Imprimez intégralement le texte sur la sécurité de l'Europe centrale, sans en modifier un seul mot.

TEXTE CITÉ -

%%

Défense dans le monde - La sécurité de l'Europe centrale
Depuis la dissolution du pacte de Varsovie et leur retour à l’indépendance, les pays de l’Europe centrale s’attachent, dans certains cas difficilement, à définir les conditions nouvelles de leur sécurité. Constatant l’efficacité des institutions occidentales pour garantir l’intégrité territoriale de leurs membres, ils ont souhaité adhérer à l’Otan et à l’UEO. Ils multiplient depuis trois ans les démarches et les déclarations pour manifester leur aptitude à s’intégrer rapidement à ces deux organismes.
L’Otan et l’UEO, de leur côté, ont entamé une réflexion interne pour déterminer les meilleures modalités possibles de réponse à ces demandes d’admission. Deux documents font le point sur la nature des contacts établis entre les institutions occidentales et l’Europe centrale.
L’élargissement de l’OTAN
La pression des pays de l’Europe centrale est plus vive sur l’Otan que sur l’UEO. Il est donc naturel que l’Alliance ait été la première à réagir à ces sollicitations en publiant le 9 septembre 1995 une Étude sur l’élargissement de l’Otan épaisse de 38 pages.

%%

LIGNES ENREGISTRÉES -
%%

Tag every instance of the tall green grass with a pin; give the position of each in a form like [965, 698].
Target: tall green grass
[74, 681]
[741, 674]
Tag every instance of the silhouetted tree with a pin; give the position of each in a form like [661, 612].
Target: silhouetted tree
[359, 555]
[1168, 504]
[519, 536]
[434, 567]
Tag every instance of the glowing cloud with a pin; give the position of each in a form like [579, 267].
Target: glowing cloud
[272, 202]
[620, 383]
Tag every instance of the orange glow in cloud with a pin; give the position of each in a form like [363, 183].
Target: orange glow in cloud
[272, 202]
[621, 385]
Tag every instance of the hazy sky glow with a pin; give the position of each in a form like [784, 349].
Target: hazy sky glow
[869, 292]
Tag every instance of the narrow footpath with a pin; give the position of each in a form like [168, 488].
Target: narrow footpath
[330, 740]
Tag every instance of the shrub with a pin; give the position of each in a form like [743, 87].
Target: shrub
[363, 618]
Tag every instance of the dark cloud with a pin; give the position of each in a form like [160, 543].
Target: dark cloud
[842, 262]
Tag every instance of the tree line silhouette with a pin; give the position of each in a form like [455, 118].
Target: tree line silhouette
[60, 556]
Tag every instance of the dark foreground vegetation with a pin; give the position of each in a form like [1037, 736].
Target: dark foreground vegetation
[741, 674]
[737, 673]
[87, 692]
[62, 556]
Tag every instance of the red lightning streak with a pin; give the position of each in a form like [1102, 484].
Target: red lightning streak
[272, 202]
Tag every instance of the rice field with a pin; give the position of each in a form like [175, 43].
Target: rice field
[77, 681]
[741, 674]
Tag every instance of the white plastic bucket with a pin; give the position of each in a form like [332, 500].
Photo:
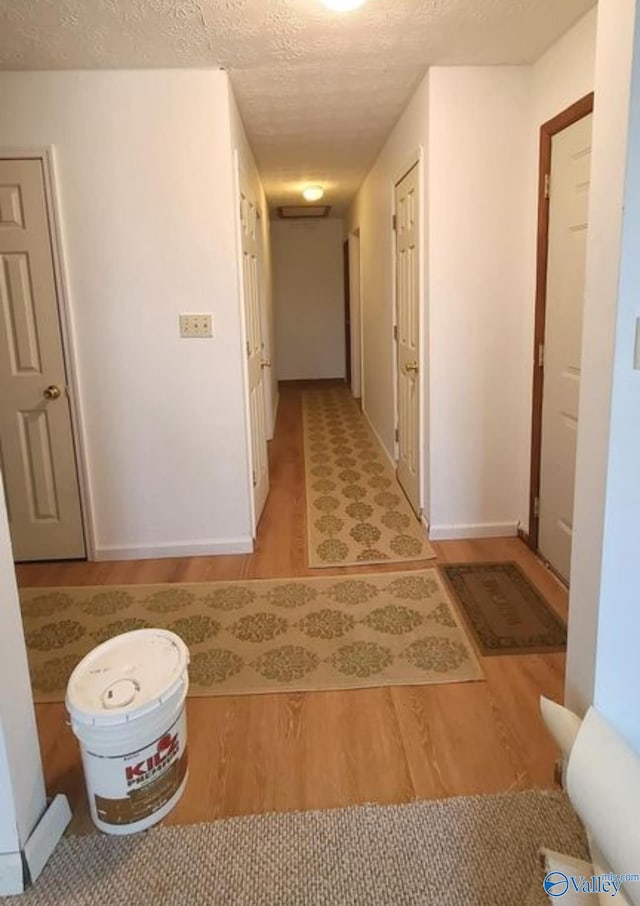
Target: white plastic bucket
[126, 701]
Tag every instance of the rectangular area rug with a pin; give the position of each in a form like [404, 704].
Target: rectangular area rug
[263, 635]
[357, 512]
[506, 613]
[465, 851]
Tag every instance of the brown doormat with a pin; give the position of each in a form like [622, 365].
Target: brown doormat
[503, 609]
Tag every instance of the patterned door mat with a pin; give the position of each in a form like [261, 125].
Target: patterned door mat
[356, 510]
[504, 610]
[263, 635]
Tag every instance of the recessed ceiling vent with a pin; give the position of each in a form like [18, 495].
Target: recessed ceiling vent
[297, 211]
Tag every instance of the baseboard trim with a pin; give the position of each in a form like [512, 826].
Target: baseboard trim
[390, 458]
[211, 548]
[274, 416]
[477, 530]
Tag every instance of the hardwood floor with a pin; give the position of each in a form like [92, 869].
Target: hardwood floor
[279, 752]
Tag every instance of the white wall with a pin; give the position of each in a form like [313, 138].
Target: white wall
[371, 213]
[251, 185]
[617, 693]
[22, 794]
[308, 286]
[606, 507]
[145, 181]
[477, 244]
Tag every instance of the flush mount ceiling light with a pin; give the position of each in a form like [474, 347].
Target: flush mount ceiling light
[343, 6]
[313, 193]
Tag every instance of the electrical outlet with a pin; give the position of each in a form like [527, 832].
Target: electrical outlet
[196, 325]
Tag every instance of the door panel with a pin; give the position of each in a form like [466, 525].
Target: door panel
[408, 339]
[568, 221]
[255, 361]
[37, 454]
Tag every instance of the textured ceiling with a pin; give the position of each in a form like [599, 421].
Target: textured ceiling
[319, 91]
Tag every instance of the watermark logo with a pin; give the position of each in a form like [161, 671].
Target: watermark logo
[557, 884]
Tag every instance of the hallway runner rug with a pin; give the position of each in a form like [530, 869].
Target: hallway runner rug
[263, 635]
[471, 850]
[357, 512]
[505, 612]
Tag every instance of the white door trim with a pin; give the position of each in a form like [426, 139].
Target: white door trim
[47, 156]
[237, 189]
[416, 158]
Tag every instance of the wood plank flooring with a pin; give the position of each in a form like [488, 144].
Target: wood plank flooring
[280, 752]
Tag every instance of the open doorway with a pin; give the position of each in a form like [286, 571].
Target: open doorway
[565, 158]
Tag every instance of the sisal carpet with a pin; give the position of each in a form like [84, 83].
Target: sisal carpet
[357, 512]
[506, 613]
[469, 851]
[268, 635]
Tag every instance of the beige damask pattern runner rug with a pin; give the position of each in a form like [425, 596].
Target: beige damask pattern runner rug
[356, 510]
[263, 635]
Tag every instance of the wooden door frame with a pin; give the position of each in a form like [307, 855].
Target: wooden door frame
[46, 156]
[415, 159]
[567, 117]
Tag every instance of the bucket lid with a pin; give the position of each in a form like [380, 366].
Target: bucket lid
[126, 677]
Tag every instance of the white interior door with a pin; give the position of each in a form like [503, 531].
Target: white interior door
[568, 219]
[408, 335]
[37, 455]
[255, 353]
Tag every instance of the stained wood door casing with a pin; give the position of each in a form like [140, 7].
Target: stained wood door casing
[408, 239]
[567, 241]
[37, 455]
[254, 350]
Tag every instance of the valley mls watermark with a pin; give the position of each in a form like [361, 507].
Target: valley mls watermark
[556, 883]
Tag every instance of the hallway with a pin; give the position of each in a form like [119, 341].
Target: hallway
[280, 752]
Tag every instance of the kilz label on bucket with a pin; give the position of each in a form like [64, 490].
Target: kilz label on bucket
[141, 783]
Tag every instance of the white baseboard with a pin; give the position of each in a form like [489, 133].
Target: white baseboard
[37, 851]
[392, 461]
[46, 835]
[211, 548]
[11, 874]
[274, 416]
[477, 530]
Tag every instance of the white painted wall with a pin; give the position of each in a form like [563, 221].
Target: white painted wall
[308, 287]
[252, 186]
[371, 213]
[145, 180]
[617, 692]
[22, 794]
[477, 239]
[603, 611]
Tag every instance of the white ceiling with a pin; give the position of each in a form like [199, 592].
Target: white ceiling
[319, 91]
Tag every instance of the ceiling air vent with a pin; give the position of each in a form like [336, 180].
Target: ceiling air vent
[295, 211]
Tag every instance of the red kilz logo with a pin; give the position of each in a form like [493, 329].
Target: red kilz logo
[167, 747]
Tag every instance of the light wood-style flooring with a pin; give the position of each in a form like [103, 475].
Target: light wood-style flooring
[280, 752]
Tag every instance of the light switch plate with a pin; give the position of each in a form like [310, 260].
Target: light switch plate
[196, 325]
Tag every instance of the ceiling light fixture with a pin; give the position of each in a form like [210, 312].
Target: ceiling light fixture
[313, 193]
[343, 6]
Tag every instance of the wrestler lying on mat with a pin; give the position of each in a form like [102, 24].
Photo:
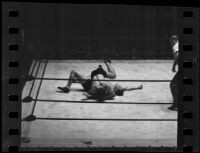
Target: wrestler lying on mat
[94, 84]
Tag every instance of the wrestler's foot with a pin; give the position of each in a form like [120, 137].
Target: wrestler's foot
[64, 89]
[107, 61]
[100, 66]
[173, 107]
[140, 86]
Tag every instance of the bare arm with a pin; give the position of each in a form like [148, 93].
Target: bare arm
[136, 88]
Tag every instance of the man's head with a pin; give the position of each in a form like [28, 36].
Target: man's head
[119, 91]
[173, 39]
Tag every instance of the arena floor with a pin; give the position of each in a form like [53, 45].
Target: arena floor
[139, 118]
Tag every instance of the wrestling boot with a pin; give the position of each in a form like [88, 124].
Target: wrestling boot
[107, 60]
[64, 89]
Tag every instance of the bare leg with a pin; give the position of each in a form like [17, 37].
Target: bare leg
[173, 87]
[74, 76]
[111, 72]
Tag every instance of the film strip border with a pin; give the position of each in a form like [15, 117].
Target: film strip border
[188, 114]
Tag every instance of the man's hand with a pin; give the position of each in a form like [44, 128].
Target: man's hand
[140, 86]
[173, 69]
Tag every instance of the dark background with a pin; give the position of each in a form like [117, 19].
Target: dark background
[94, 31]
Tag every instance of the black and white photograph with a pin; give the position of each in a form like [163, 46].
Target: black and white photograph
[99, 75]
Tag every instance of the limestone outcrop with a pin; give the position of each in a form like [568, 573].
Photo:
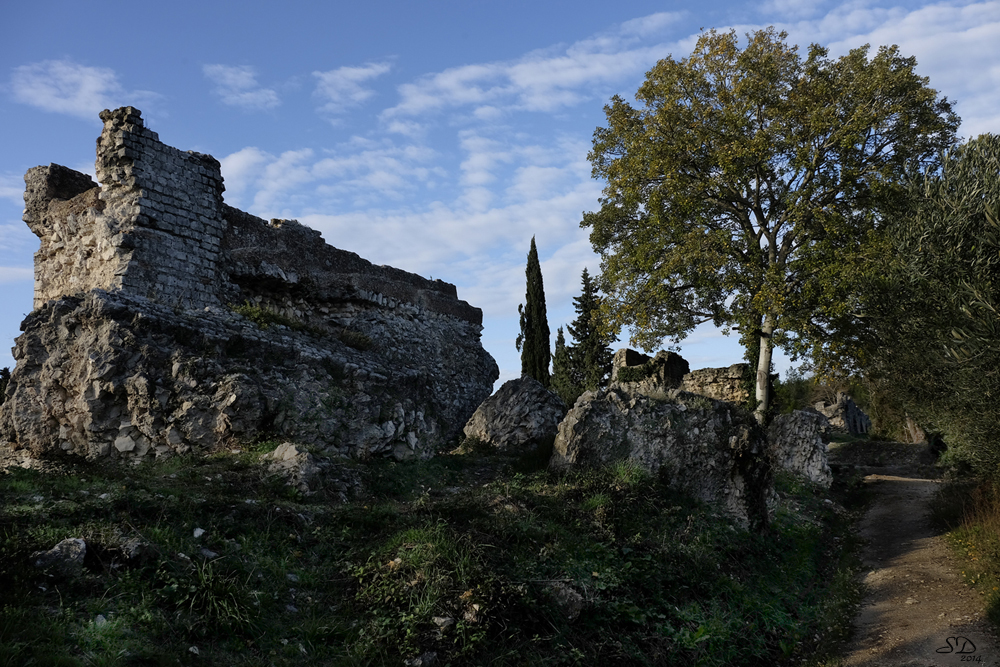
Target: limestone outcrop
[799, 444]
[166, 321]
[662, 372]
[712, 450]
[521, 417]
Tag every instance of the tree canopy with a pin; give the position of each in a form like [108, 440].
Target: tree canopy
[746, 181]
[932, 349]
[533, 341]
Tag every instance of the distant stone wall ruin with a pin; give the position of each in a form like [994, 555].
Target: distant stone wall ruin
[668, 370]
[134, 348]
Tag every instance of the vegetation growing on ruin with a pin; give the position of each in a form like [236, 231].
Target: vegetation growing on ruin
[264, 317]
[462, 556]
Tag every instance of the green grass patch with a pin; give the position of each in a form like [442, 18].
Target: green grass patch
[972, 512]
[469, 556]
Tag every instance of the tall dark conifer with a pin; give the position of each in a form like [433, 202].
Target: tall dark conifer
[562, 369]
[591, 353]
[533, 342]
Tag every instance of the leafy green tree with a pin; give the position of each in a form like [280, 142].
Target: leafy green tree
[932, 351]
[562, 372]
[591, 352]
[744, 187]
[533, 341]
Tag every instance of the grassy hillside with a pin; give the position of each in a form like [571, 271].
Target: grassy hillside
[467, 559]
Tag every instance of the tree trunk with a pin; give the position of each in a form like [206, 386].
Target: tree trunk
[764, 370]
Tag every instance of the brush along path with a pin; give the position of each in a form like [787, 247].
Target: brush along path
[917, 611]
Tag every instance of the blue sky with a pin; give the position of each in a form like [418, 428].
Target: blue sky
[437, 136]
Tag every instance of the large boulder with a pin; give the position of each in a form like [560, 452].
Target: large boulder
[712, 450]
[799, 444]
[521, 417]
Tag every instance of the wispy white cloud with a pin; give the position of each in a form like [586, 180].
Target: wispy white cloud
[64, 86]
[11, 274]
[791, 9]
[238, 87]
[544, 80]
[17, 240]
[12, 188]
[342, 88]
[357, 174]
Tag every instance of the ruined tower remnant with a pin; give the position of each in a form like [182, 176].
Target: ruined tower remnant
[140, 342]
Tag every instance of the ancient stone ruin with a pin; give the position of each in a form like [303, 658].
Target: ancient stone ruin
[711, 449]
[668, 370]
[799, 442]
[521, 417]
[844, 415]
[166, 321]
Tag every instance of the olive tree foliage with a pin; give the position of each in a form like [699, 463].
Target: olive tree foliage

%%

RÉPONSE PROPOSÉE -
Défense dans le monde - La sécurité de l'Europe centrale
Depuis la dissolution du pacte de Varsovie et leur retour à l’indépendance, les pays de l’Europe centrale s’attachent, dans certains cas difficilement, à définir les conditions nouvelles de leur sécurité. Constatant l’efficacité des institutions occidentales pour garantir l’intégrité territoriale de leurs membres, ils ont souhaité adhérer à l’Otan et à l’UEO. Ils multiplient depuis trois ans les démarches et les déclarations pour manifester leur aptitude à s’intégrer rapidement à ces deux organismes.
L’Otan et l’UEO, de leur côté, ont entamé une réflexion interne pour déterminer les meilleures modalités possibles de réponse à ces demandes d’admission. Deux documents font le point sur la nature des contacts établis entre les institutions occidentales et l’Europe centrale.
L’élargissement de l’OTAN
La pression des pays de l’Europe centrale est plus vive sur l’Otan que sur l’UEO. Il est donc naturel que l’Alliance ait été la première à réagir à ces sollicitations en publiant le 9 septembre 1995 une Étude sur l’élargissement de l’Otan épaisse de 38 pages.